> Aim
Output the following data word for word, leaving out the pictures.

> Recorded data
################

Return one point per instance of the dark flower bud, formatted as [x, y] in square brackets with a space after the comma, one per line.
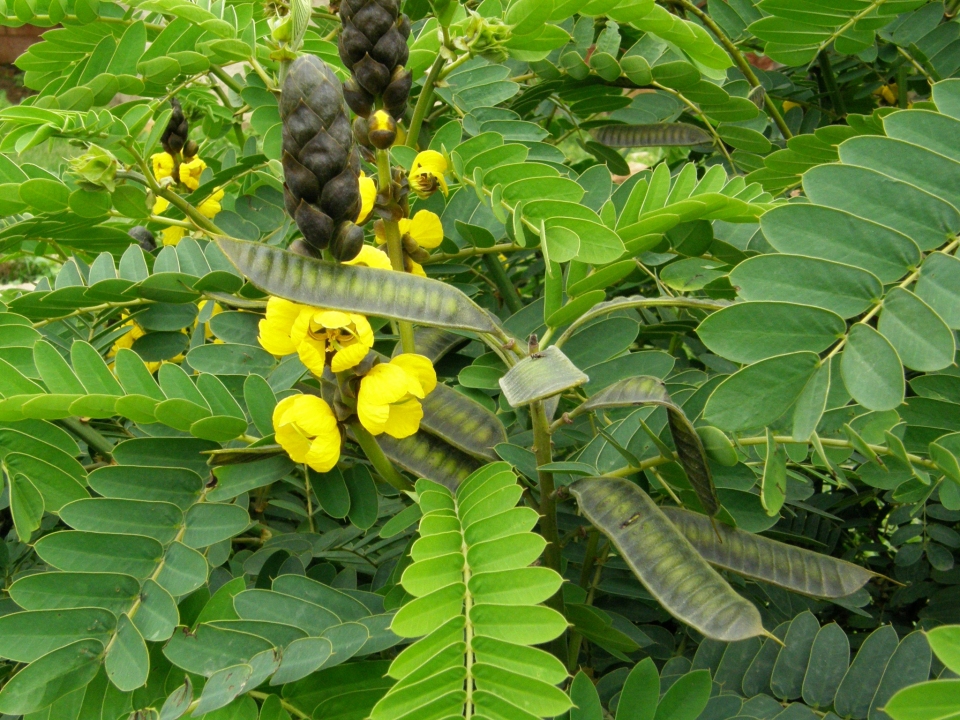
[316, 226]
[347, 242]
[382, 130]
[372, 76]
[359, 100]
[397, 92]
[144, 237]
[360, 131]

################

> The output
Return one point per instance of the dark flower bud, formatted as [x, y] in square brackets with a space after the comma, one per line.
[316, 226]
[347, 242]
[382, 130]
[372, 76]
[359, 100]
[397, 92]
[144, 237]
[360, 131]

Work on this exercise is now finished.